## BEGIN Document extract

4. Twentieth century ideas about growth and development

The 20th century was a century of fluctuation between optimistic and pessimistic outlooks with regard to human development. The optimism reflected by predictions at the beginning of the century, of almost unlimited possibilities opening up because of scientific and techno- logical advances, was shattered by economic turmoil and destructive global wars during the first half of the century. At times the fall of the dominant Western civilization seemed imminent. Philosophical undertones were morbid. But soon after World War II, from the 1950s, an unprecedented economic boom paved the way for renewed optimism about the prospects of rising living standards worldwide. It was, however, during this period of industrial and commercial expansion that the environmental crisis started looming larger on the horizon, forcing people to change their basic assumptions about growth and development.

4.1. Expectations of unlimited economic growth and the creation of wealth

Never in the world’s history had there been more drastic growth in production, consumption and wealth than after the Industrial Revolution. In the period between 1800 and 1970, when the world’s population tripled from around 978 million to 3632 million, seemingly unslackened economic growth occurred and the quantity of manufacturing production in the world increased about 1730 times. International annual average economic growth rates stayed between 2.9% and 3.7% from the 1780s to 1900, then rose above 4% at the start of the 20th century, dropped back to under 3% in the inter-war years, and rose to above 4% again in the 1940s and then to 5.6% between 1948 and 1971.

The unprecedented growth during the long boom of the 1950s and 1960s stimulated expectations of unlimited economic growth and ever-increasing affluence. Mainstream economists from the neoclassical orthodox school were aware of the sustainability problems related to the massive consumption of resources, but assumed that, once a product or a factor input would become scarce, new technologies would be introduced to economize on the scarce input. Sir John Hicks, in his Value and capital, rejected the concept of a ‘stationary state’ in favour of that of a ‘progressive economy’. He emphasized that in the process of economic development the amount of capital per unit of labour should not decrease, because this would diminish the growth potential of future generations.

## END Document extract

Request –
From the text on twentieth-century ideas about growth, return word for word the part that opens with the words containing "Never in the" and closes with "1948 and 1971.".

## BEGIN Entries

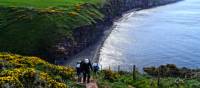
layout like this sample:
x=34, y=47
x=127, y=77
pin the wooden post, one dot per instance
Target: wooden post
x=158, y=83
x=118, y=68
x=134, y=72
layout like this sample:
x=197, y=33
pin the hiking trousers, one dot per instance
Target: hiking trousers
x=86, y=75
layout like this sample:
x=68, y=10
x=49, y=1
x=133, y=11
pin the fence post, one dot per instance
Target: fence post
x=118, y=68
x=134, y=72
x=101, y=67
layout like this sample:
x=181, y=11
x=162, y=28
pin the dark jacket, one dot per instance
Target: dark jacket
x=86, y=67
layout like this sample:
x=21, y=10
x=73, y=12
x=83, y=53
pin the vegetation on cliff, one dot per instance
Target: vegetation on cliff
x=32, y=27
x=31, y=72
x=51, y=28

## END Entries

The completed task –
Never in the world’s history had there been more drastic growth in production, consumption and wealth than after the Industrial Revolution. In the period between 1800 and 1970, when the world’s population tripled from around 978 million to 3632 million, seemingly unslackened economic growth occurred and the quantity of manufacturing production in the world increased about 1730 times. International annual average economic growth rates stayed between 2.9% and 3.7% from the 1780s to 1900, then rose above 4% at the start of the 20th century, dropped back to under 3% in the inter-war years, and rose to above 4% again in the 1940s and then to 5.6% between 1948 and 1971.